▸ **TÂCHES À RÉALISER**
1. Selon la critique de La Vie d'Adèle, de quel roman graphique le film est-il l'adaptation ?
2. Reprenez la critique de La Vie d'Adèle après sa dernière phrase et poursuivez-la.

-------- EXTRAIT DU DOCUMENT --------

Critique / Cannes : La vie d'Adèle (par Cineshow.fr)
Placé en fin de Festival de Cannes malgré une durée annoncée de 3h, le nouveau film d’Abdellatif Kechiche avant de quoi démotiver les moins résistants. Présentée en version « work in progress » sans générique de début ni de fin, La Vie d’Adèle est devenu immédiatement après sa projection le film événement de la quinzaine, vainquant par KO la presse venue le découvrir pour au final sortir grand favoris pour la Palme d’Or ou pour les prix d’interprétation féminin (car impossibilité d’avoir un cumul des prix). Un véritable uppercut et le premier vrai choc de ce festival qui, au-delà d’être très impressionnant dans son traitement, propulse une actrice relativement méconnue sur le devant de la scène, Adèle Exarchopoulos (19 ans), qui offre une prestation pour son premier grand rôle tout simplement hallucinante.
Le réalisateur connu pour ses films naturalistes et sa direction d’acteurs exemplaire, ayant d’ailleurs permis de révéler Sara Forestier en 2004 pour l’Esquive, s’attaque ici à l’adaptation du roman graphique de Julie Maroh « Le bleu est une couleur chaude » sorti en 2010. Une oeuvre dans laquelle le bleu était la seule couleur autorisée pour mettre en exergue les éléments fondamentaux du récit. Le personnage de Clémentine devient Adèle (le véritable nom de l’actrice) mais le fond ne change pas malgré un certain nombre de libertés prises. C’est l’histoire d’un coup de foudre, soudain, extrêmement fort lors d’un regard entre deux jeune femmes. L’une (Adèle) est au lycée en littéraire, l’autre (Emma) en quatrième année des beaux-arts. Après une brève tentative avec le sexe opposé, Adèle va développer rapidement une attirance pour les femmes qui sera transcendée par la rencontre avec l’artiste aux cheveux bleus. Abdellatif Kechiche va filmer pendant très exactement 2h57 cette passion plus forte que tout, au plus près des visages des corps aussi bien dans le quotidien que dans l’intime. On aurait pu craindre que le réalisateur se perde avec son sujet, ne tombe dans certains clichés pénibles ou ne succombe à un voyeurisme gratuit. Il n’en est rien. La vie d’Adèle était un pari risqué mais se révèle être un grand moment de bravoure et de performance d’actrices, un film qui vous happe et vous touche en plein cœur tant par l’amour si pur qui se dégage de ces deux êtres, que par la tension née d’une homosexualité difficile à assumer. Véritable ascenseur émotionnel, systématiquement juste, le film suit une trame narrative qui n’a rien d’innovante (la rencontre, l’amour, la déchirure, la poursuite de la vie) mais peint un morceau de vie à un âge particulièrement complexe, où la recherche de soi s’accompagne d’un passage forcé à l’âge adulte.

-------- LIGNES ENREGISTRÉES --------

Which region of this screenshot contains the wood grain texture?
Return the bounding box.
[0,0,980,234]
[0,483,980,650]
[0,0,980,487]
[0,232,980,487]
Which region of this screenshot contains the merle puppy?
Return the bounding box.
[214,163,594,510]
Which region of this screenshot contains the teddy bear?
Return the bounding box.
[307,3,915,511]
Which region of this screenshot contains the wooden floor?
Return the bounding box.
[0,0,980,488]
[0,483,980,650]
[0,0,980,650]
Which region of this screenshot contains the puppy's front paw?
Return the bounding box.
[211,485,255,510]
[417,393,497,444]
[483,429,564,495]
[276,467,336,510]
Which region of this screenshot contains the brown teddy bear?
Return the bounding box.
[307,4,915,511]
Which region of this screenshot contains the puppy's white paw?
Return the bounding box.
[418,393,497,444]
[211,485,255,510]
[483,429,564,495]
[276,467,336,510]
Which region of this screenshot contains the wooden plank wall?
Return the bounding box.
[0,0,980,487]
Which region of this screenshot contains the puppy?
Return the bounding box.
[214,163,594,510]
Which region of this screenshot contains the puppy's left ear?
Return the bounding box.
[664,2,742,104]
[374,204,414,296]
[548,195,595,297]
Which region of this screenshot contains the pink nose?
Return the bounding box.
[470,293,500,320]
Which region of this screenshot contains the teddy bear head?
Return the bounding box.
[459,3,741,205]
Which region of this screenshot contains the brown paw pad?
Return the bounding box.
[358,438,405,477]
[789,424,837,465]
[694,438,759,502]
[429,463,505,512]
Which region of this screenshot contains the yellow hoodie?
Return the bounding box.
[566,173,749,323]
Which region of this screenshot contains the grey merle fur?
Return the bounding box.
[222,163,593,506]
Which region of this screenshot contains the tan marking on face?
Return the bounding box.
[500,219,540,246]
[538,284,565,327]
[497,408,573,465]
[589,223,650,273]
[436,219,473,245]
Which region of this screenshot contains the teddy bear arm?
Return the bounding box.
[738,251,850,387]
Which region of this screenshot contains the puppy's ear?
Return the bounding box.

--------

▸ **RÉPONSES FINALES**
1. « Le bleu est une couleur chaude » de Julie Maroh, sorti en 2010.

2.
En s’étalant sur plusieurs années, le film permet de suivre le parcours d’Adèle depuis son lycée jusqu’à sa classe de CP dans laquelle elle enseignera, par passion et envie de transmettre un savoir qui lui est si cher. Kechiche dirige ses actrices avec un talent inouïe pour obtenir des interprétations dans lesquelles elles se livrent intégralement, autant dans les moments de joie et d’abandon à l’autre, que dans les difficultés de la vie et les doutes. La vie d’Adèle est une œuvre sans concession, cherchant systématiquement une justesse de ton dans les moments les plus convenus ou communs, mais également dans les scènes sexuellement explicites qui font partir intégrante de la vie. Même si les actrices portaient des prothèses pour les parties les plus intimes de leur anatomie, l’impact est bien là, la dévoration charnelle réaliste et belle. A aucun moment le sentiment de voyeurisme ne dérange, le réalisateur se limitant à filmer ces passages de la vie au même titre qu’il filme les scènes du quotidien. Bien que dérangeantes car longues et extrêmement frontales, les séquences saphiques présentent dans l’œuvre originale sont toujours là pour servir le propos, et jamais dans une volonté de satisfaire un œil lubrique. On en ressort bouleversé, broyé par tant d’émotions qui touchent à quelque chose de fondamental chez l’être humain, l’amour, le vrai, celui qui n’est pas mis en scène. Kechiche ne triche jamais, ne se joue jamais des spectateurs, il se contente de peindre des instants de jeunesse, cette soif d’apprendre de l’autre, de s’émanciper, de s’assouvir en tant que qu’être humain et ici, en tant que femme.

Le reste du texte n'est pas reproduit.